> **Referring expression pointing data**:

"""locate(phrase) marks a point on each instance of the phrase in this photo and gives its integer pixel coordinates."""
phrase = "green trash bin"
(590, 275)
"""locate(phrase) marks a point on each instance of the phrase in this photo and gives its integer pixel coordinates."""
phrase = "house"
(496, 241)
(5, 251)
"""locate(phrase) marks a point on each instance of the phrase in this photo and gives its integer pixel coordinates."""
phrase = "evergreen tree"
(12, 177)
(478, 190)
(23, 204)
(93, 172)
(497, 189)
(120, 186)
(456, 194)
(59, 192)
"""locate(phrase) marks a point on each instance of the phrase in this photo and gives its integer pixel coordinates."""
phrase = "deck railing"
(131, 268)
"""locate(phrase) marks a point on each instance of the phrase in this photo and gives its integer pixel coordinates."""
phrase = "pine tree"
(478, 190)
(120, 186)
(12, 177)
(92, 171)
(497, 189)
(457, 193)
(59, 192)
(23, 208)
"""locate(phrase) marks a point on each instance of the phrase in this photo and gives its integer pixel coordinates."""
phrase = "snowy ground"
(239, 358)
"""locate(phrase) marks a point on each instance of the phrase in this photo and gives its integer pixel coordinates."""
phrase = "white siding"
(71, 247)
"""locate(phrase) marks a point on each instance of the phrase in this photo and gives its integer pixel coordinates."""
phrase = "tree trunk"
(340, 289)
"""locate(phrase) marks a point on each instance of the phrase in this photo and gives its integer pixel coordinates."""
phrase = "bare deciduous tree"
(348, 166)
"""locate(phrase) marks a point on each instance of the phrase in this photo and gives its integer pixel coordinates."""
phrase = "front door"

> **EXERCISE PROMPT**: Your response must contain all of the records, copied exactly.

> **TASK RESPONSE**:
"""locate(phrase) marks a point on each instance of the phrase in this photo and gives its integer pixel coordinates."""
phrase = "green trash bin"
(590, 275)
"""locate(phrase) marks a point on each instance of the phrase in this photo and gives its integer pixel coordinates."""
phrase = "house"
(496, 241)
(5, 251)
"""locate(phrase) marks a point on each instance of the phrase in this photo and gives its integer pixel coordinates."""
phrase = "evergreen tree"
(12, 177)
(478, 190)
(23, 204)
(93, 172)
(497, 189)
(120, 186)
(456, 194)
(59, 192)
"""locate(phrase) marks a point on each instance of the phrase in this photo and gives its integer pixel coordinates."""
phrase = "deck railing"
(131, 268)
"""locate(phrase) marks a point on each instance of the phrase in this photo and gives its integer pixel coordinates."""
phrase = "pine tree"
(478, 190)
(120, 186)
(12, 177)
(92, 171)
(497, 189)
(457, 193)
(59, 192)
(23, 208)
"""locate(phrase) marks a point on each instance of the phrase in this photo and gives its integer pixel coordinates."""
phrase = "snowy ground"
(239, 358)
"""locate(phrase) marks a point on each instance of the phrase in this photo and gives its integer pixel coordinates."""
phrase = "white siding"
(71, 247)
"""locate(phrase) marks a point on each instance of the phrase in this photo and gives its integer pixel coordinates."""
phrase = "tree trunk"
(340, 289)
"""locate(phrase) marks a point on each instance of the phrase in this photo and gives its integer pixel coordinates."""
phrase = "bare deciduous tree"
(348, 166)
"""locate(phrase) marks a point on each instance of the phrase in this photo and gives its integer pixel coordinates."""
phrase = "front door"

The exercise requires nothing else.